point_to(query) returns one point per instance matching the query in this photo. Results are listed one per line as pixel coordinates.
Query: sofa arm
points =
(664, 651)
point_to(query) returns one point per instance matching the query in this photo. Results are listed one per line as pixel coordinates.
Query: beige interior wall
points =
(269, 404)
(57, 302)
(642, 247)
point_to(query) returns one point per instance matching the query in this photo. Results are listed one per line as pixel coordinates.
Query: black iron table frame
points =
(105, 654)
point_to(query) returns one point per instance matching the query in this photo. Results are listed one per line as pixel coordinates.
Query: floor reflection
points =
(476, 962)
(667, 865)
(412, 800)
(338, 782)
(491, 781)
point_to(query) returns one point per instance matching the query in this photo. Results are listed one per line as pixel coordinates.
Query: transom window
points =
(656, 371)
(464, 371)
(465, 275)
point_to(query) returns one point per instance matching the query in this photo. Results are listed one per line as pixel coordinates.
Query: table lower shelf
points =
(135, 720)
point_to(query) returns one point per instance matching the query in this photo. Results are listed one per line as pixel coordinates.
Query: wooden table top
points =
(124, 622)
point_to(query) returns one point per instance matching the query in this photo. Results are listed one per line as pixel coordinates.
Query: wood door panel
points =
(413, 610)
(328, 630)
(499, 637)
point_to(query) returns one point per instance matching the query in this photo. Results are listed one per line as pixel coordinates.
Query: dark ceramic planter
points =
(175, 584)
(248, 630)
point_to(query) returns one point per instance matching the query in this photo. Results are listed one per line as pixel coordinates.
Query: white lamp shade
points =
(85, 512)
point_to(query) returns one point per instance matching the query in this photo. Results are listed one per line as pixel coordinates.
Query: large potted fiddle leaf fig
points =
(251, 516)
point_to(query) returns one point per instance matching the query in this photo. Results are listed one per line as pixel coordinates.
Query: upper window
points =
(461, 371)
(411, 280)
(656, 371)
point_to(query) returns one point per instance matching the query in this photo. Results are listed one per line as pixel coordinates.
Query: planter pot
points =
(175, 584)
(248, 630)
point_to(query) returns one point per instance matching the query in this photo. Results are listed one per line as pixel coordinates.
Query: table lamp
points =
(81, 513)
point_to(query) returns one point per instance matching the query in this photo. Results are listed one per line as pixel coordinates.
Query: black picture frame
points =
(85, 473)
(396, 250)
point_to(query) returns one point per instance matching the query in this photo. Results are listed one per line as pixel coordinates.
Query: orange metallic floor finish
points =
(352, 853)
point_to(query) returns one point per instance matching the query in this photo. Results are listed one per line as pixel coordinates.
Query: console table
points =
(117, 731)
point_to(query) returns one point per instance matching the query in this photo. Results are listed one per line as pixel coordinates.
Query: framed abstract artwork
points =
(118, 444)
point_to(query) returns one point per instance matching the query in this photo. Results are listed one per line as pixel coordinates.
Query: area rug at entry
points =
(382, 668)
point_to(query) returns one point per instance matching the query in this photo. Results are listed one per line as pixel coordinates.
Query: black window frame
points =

------

Which lines above contain the word "black"? Return each of those lines in full.

## Reply to the exercise
Query: black iron table frame
Query: black picture frame
Query: black window frame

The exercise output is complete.